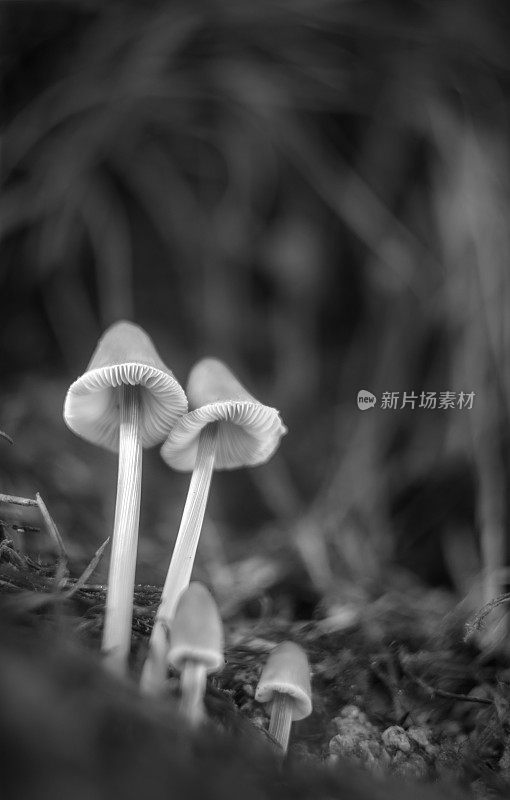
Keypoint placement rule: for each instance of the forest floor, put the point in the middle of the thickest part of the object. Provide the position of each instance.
(397, 690)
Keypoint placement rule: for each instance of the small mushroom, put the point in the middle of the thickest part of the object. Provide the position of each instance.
(227, 428)
(285, 683)
(196, 648)
(127, 399)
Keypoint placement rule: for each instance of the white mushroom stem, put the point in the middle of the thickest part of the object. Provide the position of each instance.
(193, 683)
(121, 577)
(181, 565)
(281, 719)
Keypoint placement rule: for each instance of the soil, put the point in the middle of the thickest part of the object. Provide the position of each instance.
(398, 695)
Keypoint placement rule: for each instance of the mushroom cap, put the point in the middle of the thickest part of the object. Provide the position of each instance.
(248, 434)
(287, 671)
(197, 630)
(124, 354)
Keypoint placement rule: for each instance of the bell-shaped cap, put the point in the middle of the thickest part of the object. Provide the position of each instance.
(197, 630)
(248, 431)
(287, 671)
(124, 354)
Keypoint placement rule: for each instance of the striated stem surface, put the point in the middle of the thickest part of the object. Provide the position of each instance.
(121, 576)
(281, 719)
(193, 681)
(179, 572)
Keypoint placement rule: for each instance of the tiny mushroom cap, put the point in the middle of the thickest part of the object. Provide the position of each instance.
(249, 432)
(197, 630)
(287, 671)
(124, 354)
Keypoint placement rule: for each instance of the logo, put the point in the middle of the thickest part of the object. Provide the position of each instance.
(365, 399)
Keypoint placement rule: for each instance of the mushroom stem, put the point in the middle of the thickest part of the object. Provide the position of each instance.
(193, 682)
(281, 719)
(121, 576)
(181, 564)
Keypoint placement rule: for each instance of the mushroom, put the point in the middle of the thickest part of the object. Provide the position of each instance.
(226, 428)
(196, 647)
(127, 399)
(285, 683)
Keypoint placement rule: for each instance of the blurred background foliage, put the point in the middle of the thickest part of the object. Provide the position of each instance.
(315, 191)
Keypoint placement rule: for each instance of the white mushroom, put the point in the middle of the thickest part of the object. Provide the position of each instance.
(285, 683)
(226, 428)
(127, 399)
(196, 648)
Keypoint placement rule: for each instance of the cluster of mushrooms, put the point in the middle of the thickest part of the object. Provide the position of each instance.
(128, 400)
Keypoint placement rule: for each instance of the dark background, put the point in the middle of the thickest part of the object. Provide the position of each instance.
(316, 192)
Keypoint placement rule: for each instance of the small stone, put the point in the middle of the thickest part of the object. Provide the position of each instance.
(420, 736)
(353, 712)
(409, 766)
(395, 738)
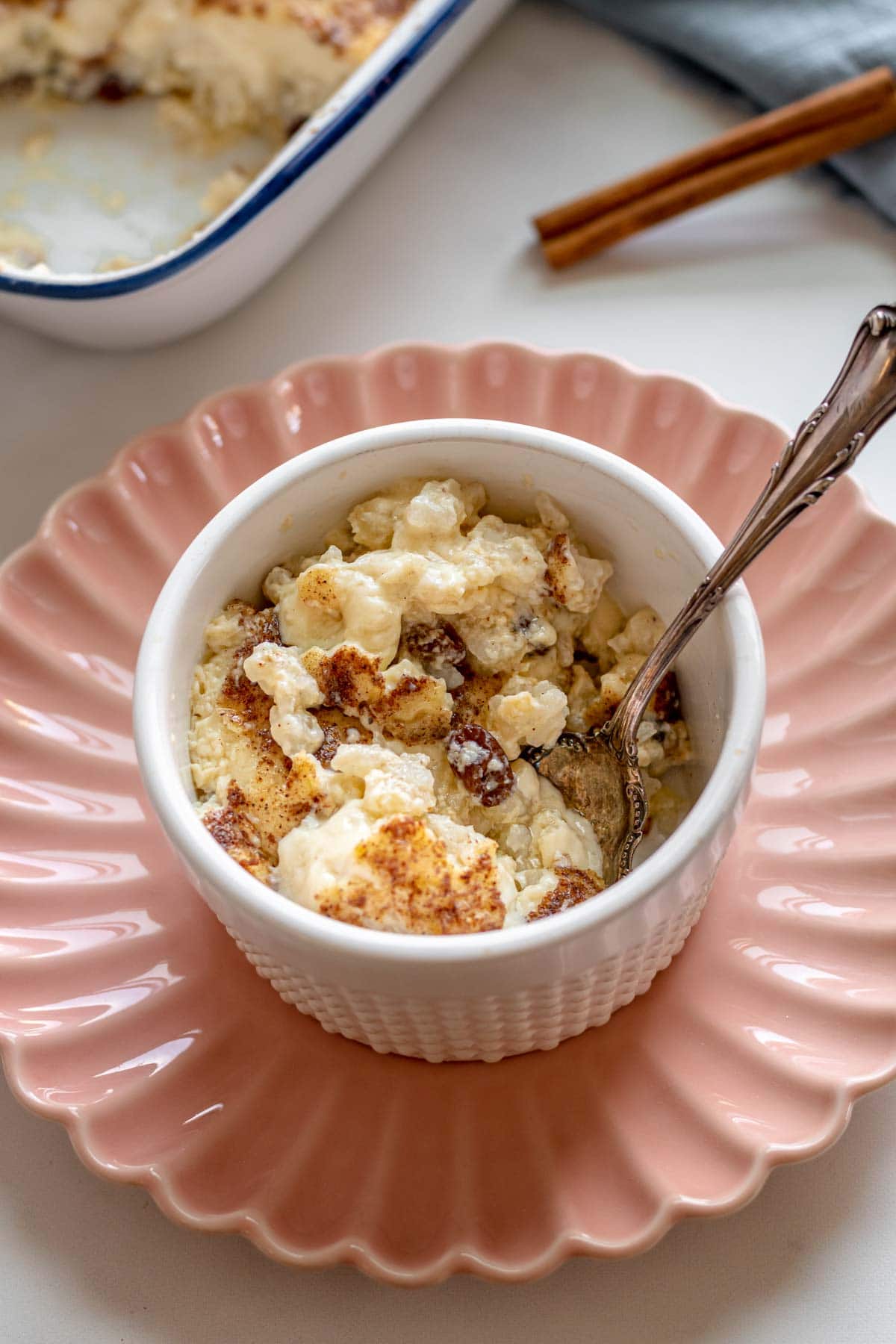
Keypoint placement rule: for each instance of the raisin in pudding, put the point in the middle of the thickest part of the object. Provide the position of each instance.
(358, 744)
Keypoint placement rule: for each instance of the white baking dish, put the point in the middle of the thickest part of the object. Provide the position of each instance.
(188, 287)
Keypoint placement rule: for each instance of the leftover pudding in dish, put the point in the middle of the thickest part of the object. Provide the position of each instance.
(358, 742)
(240, 65)
(234, 78)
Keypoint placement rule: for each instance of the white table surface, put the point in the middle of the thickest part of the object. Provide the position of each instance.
(758, 297)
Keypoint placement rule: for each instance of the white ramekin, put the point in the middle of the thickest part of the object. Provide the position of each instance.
(484, 995)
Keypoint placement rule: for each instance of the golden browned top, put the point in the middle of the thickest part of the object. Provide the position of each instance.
(343, 25)
(414, 710)
(411, 885)
(574, 886)
(260, 811)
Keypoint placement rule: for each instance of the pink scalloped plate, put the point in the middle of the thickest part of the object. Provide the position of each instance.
(127, 1012)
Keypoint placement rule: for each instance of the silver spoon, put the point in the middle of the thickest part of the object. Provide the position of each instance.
(597, 772)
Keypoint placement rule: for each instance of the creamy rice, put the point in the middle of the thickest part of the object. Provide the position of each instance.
(358, 744)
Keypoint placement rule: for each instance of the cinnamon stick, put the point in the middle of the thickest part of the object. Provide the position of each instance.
(715, 171)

--*--

What you will do: Every entry must be transcribed exactly. Pictures do not belong in the copy.

Exercise answer:
Keypoint placement rule: for each instance of the forest floor, put the point in the middle of the thickest part of the object. Provide the position of each instance.
(397, 690)
Keypoint placement rule: for each instance of the small mushroom, put the point in the middle of the thickest part of the object. Provide the position of each instance.
(227, 428)
(285, 683)
(196, 648)
(127, 399)
Keypoint placement rule: for each instance of the white mushroom stem, put the point in the middle of the thickest part of the object. Provide the position of each instance.
(193, 683)
(121, 577)
(181, 565)
(281, 719)
Keypoint placement rule: for each instance of the soil, put the point in the middle of the thickest part of the object. Provide the position of each instance.
(398, 695)
Keypoint placement rule: for each instance of the mushroom cap, put the point in the middle of the thickest part of the object. Provide the position of each instance.
(248, 434)
(287, 671)
(197, 630)
(124, 354)
Keypoint placement rule: for each instance of the bell-shaped cap, put the point in the middle of the thickest part of the object. Provide the position of each instance.
(197, 630)
(248, 431)
(287, 671)
(124, 354)
Keypoint placement rule: for each instance of the striated stem surface, put the point in the middle of the thickest part of the object. Provide the position of each instance.
(121, 576)
(281, 719)
(193, 681)
(179, 572)
Keypoint placement rule: for each instance of the tiny mushroom cap, put the point in the middle of the thickest part of the object. Provide the position of each instance.
(249, 432)
(197, 630)
(287, 671)
(124, 354)
Keypoint placement rule: for each instance of the logo, put the point in the middle of the thickest part of the object. Provide the position of each instance.
(365, 399)
Keypoint placement rule: for each instance of the mushroom stem, put the point in the middle of the thickest part of the object. Provide the position of each instance.
(193, 682)
(281, 719)
(121, 576)
(181, 564)
Keypoint placement rule: for each instance of the mushroom, put the point in the middle of the thickest part of the object. Provide the position of each instance.
(226, 428)
(196, 647)
(127, 399)
(285, 683)
Keypoint placement rule: for each instance of the blurred background foliage, put the point in the middle of the thickest part of the object. Provide the position of each instance.
(315, 191)
Keypoint placement rule: for each instance of the white mushroom, put the point in the middle of the thickest part of the object. Provide the position of each instance.
(285, 683)
(226, 428)
(127, 399)
(196, 648)
Keypoint placement rule: for each instance of the cluster of mushrooms, put the point in the middle of the thickest part of the object. Provide the position of each instance.
(128, 400)
Keypoint placement rule: for each instance of the dark background, put the point in the middle of the thickest part of the object. Provide the position of each instance.
(316, 192)
Keypoint placement rule: for each instance of the small stone, put the point in the middle of the thickest part of the object. Provide the position of each instance.
(420, 736)
(353, 712)
(409, 766)
(395, 738)
Keypoint placement rule: for each instance of the raisin in pudding, put the point in the middle of the thickest part of the object. Provide the position of each instance.
(358, 744)
Keypoint placement rule: for each instance of the white baking dish, put the point in the middle of the thickest part of the object. Provide the position of each instance.
(188, 287)
Keypoint placement rule: for each instance of the leftover pudding in dish, put the point in the middle of the thickest part of the object. Provide the position of each instance.
(358, 742)
(240, 65)
(234, 78)
Keypoint placement rule: for each instance of the white table surface, put the point in the middle of the thickest part of the object. Provide the position of each instance.
(758, 297)
Keypoint placement rule: for each instance of the white ramekin, put the point in the middle of the thickest part of the object. Provide the position of each instance.
(484, 995)
Keypoint placement rule: for each instance of the golden browned top, put the point in the middle of the thickest part of the object. Provide the position of each instance.
(343, 25)
(414, 710)
(411, 885)
(574, 886)
(260, 811)
Keypoint placement rule: for each instance of the pink scalloped plate, put the point in the middle of the thickest part of the object. Provide the position of each instance.
(127, 1012)
Keypoint placement rule: for each instance of the silver spoon, put the point in the middle of the thickest part of the object. Provide the position of each instance.
(597, 772)
Keypoint placement rule: for each instance of the creamy rice, put the point in the middle of the thickest part of the object. Provide the position of each instance.
(358, 744)
Keypoint placement rule: for each instance of the cinnamon stick, put the point in the middle of the thickest part of the object. Provide the position of each instance.
(715, 171)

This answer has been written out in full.